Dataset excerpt
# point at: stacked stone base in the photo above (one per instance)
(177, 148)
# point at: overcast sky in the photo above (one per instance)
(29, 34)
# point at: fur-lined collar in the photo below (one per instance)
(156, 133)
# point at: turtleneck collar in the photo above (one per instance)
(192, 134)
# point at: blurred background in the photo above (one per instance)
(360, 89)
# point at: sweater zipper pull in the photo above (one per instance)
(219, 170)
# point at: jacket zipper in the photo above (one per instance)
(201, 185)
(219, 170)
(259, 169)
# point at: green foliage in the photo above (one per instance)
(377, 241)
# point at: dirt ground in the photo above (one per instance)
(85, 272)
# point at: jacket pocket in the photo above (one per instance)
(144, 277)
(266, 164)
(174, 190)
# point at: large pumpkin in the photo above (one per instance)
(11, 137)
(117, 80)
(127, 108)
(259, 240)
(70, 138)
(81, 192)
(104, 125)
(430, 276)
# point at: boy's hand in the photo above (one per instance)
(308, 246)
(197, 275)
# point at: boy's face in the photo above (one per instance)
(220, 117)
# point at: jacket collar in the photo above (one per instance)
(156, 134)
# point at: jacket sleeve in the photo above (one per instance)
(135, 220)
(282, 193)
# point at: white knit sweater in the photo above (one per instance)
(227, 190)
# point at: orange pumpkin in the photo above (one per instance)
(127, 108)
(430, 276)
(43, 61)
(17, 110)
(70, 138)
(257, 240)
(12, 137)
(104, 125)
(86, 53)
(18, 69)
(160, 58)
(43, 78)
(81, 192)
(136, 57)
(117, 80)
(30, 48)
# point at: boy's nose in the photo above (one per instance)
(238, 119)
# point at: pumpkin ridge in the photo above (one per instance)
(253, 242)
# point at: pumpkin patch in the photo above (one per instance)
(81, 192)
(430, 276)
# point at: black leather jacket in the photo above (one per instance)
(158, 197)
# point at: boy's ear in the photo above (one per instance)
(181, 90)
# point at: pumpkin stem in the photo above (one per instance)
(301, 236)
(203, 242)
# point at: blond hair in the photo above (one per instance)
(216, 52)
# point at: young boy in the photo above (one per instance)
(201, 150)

● What is expected:
Copy every row above, line for line, with no changes.

● Response to this task:
# point at: stacked stone base in the photo above (one per instance)
(177, 148)
# point at: overcast sky in the photo above (one per instance)
(29, 34)
# point at: fur-lined collar in the photo below (one per instance)
(156, 133)
# point at: turtleneck collar in the photo above (one per instance)
(192, 134)
# point at: blurred background in the photo above (one per instance)
(360, 89)
# point at: sweater zipper pull in the photo above (one per instance)
(219, 170)
# point at: jacket zipper in the photo above (one per instance)
(201, 185)
(219, 170)
(259, 169)
# point at: green foliage in the photo above (one per instance)
(377, 241)
# point at: dirt ground in the photo above (one per instance)
(85, 272)
# point at: jacket pocket in the photo above (one per instance)
(144, 277)
(266, 164)
(174, 190)
# point at: large pumpkin in the photo above (one per instance)
(11, 137)
(117, 80)
(127, 108)
(259, 240)
(70, 138)
(81, 192)
(104, 125)
(430, 276)
# point at: boy's hand in the photo above (one per instance)
(308, 246)
(197, 275)
# point at: boy's face in the photo above (one per instance)
(220, 117)
# point at: jacket collar in the photo above (one per instance)
(156, 134)
# point at: jacket sleeve in the photo above (one per instance)
(135, 220)
(282, 193)
# point at: white knit sweater in the photo above (one per instance)
(227, 190)
# point at: orange pumpkin in the photo above (one per instance)
(127, 108)
(430, 276)
(43, 61)
(17, 110)
(70, 138)
(257, 240)
(12, 137)
(104, 125)
(86, 53)
(18, 69)
(160, 58)
(43, 78)
(81, 192)
(136, 57)
(117, 80)
(30, 48)
# point at: boy's nose in the photo above (one per instance)
(238, 119)
# point at: pumpkin ridge in the photo above (one per instance)
(253, 242)
# point at: pumpkin patch in the photo above (one per instance)
(81, 192)
(430, 276)
# point at: black leather jacket in the photo above (one per instance)
(158, 197)
# point at: boy's ear in the photo above (one per instance)
(181, 90)
# point at: pumpkin stem in the photo above (one per instance)
(301, 236)
(203, 242)
# point at: blond hair in the photo above (one per instance)
(216, 52)
# point at: young boy in the photo above (one per instance)
(201, 150)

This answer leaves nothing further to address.